DATASET CONTENT:
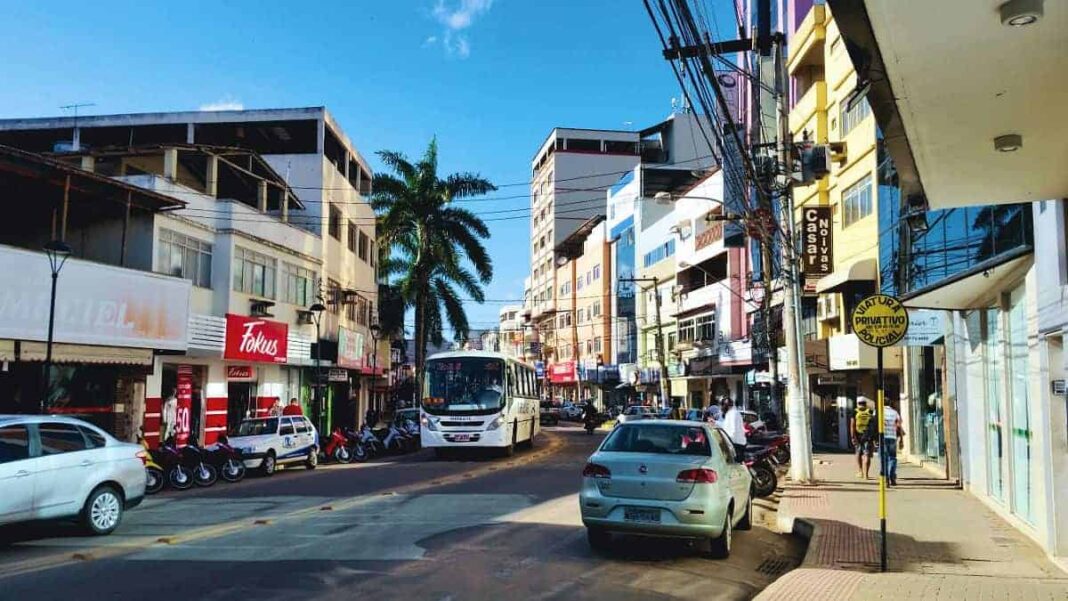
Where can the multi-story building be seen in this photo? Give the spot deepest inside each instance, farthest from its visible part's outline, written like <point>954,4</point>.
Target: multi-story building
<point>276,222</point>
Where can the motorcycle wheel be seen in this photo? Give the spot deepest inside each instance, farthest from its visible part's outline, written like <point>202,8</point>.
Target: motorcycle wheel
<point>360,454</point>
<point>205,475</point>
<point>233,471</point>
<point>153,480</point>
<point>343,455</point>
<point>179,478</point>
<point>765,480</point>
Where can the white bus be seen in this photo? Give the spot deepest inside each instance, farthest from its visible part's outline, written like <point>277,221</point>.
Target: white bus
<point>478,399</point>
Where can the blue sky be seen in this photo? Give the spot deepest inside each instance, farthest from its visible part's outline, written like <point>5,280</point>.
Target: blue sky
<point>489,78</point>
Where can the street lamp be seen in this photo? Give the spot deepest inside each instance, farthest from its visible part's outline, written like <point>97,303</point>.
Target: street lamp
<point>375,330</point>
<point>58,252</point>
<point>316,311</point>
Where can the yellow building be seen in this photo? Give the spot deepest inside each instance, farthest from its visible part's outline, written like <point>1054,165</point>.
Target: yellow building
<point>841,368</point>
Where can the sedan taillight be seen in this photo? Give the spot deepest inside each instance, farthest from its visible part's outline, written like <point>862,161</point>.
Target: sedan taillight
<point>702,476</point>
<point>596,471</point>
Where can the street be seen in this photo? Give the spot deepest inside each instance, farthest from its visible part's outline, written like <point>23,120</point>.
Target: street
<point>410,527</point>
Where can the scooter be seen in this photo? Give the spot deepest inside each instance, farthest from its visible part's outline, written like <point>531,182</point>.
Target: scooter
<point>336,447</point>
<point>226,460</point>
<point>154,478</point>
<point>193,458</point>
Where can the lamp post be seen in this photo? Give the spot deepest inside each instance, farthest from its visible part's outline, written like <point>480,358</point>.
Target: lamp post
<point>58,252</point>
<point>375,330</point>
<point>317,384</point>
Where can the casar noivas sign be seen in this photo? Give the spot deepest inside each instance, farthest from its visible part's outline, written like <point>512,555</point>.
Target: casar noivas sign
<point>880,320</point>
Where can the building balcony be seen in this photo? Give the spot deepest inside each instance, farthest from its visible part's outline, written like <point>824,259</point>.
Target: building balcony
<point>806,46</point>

==

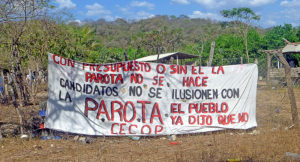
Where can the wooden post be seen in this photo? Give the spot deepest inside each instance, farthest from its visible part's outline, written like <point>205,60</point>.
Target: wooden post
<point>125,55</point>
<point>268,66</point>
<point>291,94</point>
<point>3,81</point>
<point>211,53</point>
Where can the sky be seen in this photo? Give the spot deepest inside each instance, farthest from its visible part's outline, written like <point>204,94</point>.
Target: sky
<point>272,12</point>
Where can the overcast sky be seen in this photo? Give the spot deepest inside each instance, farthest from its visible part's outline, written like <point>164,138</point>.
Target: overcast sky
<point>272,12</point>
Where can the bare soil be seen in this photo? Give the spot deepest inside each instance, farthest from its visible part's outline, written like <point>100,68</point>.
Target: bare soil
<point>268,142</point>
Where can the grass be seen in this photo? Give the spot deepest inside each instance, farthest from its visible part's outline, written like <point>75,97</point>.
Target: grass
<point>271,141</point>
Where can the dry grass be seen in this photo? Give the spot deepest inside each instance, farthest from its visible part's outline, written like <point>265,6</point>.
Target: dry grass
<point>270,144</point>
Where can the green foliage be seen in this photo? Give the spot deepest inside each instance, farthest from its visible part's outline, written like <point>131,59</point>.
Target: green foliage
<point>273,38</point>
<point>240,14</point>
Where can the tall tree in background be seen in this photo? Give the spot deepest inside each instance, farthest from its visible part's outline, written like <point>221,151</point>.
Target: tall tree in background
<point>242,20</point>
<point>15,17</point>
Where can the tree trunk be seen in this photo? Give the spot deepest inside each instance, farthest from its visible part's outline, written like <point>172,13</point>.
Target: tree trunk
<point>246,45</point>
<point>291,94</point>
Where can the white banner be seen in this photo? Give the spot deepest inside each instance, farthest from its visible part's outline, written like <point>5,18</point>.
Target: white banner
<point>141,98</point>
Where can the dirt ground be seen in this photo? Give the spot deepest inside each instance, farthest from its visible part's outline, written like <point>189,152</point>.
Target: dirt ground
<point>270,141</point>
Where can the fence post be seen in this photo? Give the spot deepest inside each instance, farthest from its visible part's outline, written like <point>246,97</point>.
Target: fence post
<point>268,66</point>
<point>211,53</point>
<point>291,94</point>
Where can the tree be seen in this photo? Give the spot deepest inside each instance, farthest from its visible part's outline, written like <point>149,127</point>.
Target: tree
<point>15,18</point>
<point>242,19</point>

TASK STATEMENT: Taking the entries above, write out exactly each line from the one holding "Target: green foliage" to the one holding "Where can the white banner", both included, and stop there.

OUTPUT OF THE EXERCISE:
Target: green foliage
<point>273,38</point>
<point>240,14</point>
Where can the tall tree in background be seen in this photo? Give the spot deepest inside each instance, farthest from its visible part's outline, written like <point>221,151</point>.
Target: tall tree in background
<point>242,20</point>
<point>15,17</point>
Where can the tree trunk be seen in this photo? Give the spot deepest inside each instance, farthest from its visible part's outline, written like <point>172,13</point>.
Target: tree trunk
<point>246,45</point>
<point>291,94</point>
Where can the white banner be seen in this photo? Give the spot deepest inside each instance, farthest from its visible part's outline, written like <point>5,18</point>.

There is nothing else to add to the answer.